=== STORED RECORDS ===

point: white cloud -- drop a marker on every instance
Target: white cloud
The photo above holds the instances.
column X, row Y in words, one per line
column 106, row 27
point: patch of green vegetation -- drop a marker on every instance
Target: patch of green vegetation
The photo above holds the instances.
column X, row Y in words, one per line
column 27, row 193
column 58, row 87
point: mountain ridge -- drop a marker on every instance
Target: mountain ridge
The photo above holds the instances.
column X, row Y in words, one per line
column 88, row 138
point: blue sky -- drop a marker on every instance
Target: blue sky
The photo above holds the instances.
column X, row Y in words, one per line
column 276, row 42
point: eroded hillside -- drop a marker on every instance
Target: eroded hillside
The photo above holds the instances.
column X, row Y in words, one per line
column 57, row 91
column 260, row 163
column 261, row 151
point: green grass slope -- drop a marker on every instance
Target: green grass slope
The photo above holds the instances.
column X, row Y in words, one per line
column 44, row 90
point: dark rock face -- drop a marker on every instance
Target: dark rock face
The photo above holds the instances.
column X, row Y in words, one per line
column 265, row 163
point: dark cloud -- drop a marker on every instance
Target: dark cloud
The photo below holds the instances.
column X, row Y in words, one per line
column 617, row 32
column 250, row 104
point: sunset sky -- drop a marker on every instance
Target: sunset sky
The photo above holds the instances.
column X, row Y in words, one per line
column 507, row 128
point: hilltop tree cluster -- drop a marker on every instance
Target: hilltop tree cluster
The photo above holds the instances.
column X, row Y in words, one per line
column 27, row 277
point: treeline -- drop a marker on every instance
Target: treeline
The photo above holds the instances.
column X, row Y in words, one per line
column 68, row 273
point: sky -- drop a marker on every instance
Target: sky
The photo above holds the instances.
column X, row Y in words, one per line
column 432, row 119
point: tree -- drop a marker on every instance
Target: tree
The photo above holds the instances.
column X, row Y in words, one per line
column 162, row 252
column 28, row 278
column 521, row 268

===

YOUR OBJECTIVE
Copy every line of the records above word for word.

SOLVED PROBLEM
point: white cloud -- drop a marker on every instance
Target: white cloud
The photo above holds the instances.
column X, row Y in words, one per line
column 106, row 27
point: patch of green vegetation -- drop a marker on every instance
Target: patch of green vegetation
The photo above holds the instances.
column X, row Y in words, one per line
column 27, row 193
column 58, row 87
point: mountain ridge -- drop a marker on every instance
Target: mountain ridge
The photo above holds the instances.
column X, row Y in words, one per line
column 88, row 138
point: blue sky -- drop a marker on every instance
Target: blue sky
The photo above holds the instances.
column X, row Y in words, one per line
column 276, row 42
point: eroded hillside -- drop a marker on every instance
Target: eroded hillside
The photo above holds the instances.
column X, row Y in words, one per line
column 57, row 91
column 260, row 163
column 261, row 151
point: green grass slope -- drop a marker on every instance
Target: green grass slope
The photo above holds the instances.
column X, row Y in words, one per line
column 44, row 90
point: dark rock face -- drop a marker on every instance
Target: dark rock face
The photo above holds the instances.
column X, row Y in words, one per line
column 265, row 163
point: dark cloud -- drop a marker on every instance
Target: dark cloud
The photo below holds the instances.
column X, row Y in words, one per line
column 617, row 32
column 250, row 104
point: sunset sky -- drop a marker on every instance
Target: sunset sky
The photo above holds the instances.
column X, row Y in words, one per line
column 507, row 128
point: hilltop tree cluster -- drop a marker on every instance
Target: hilltop tree cluster
The photo above holds the instances.
column X, row Y in words, one per line
column 27, row 277
point: treeline -- drop a marker on every instance
Target: treeline
The photo above holds the instances.
column X, row Y in words, one per line
column 68, row 273
point: sky -- drop a marker on every instance
Target: sky
The photo above holds the instances.
column X, row Y in words, one per line
column 432, row 119
point: tree -- drop a marker on every instance
Target: tree
The photo above holds the instances.
column X, row Y in words, one per line
column 162, row 252
column 28, row 278
column 521, row 268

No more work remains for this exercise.